» **GIVEN INSTRUCTION**:
Swap "drop a point" for "place a point" wherever it occurs in the records below, and reproduce them with no other changes.

[Point annotation dataset records]
[Start]

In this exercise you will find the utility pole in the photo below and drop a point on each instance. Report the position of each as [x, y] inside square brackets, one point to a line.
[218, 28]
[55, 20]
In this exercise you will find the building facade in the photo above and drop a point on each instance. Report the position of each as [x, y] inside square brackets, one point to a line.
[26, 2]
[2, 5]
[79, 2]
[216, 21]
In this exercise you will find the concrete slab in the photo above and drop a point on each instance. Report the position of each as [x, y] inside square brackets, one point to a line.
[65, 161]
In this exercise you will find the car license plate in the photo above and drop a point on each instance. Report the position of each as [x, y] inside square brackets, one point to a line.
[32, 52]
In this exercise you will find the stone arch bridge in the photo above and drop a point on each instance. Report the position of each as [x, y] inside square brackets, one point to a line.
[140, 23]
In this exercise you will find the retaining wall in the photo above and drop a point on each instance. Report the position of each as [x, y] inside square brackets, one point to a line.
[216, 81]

[End]

» **SOLUTION FOR THIS EXERCISE**:
In this exercise you will find the utility pole in the photo below and place a point on each instance. Report the position of each as [x, y] inside square brackets, one point to a line.
[218, 28]
[55, 20]
In this exercise you will find the building facade in the photo above and place a point on each instance. Report the position of each as [x, y] inside square brackets, one point to a line.
[26, 2]
[2, 5]
[79, 2]
[216, 21]
In this exercise you will find the concrete slab in the photo above and place a point on each instance. Report the position of each as [x, y] inside square brackets, one point to a line.
[65, 161]
In this exercise you will find the car license plate in the photo above and place a point on each instance. Report the position of each as [x, y] inside square brackets, one point to a line.
[32, 52]
In this exercise you will find the stone arch bridge in the photo above and place a point on each instance. Report the position of each as [x, y] inside square brackets, one point to a line.
[140, 23]
In this exercise you will find the retaining wall in the photo above and place a point on each instance. Report the position of each as [x, y] inside square brackets, one point to a line.
[216, 81]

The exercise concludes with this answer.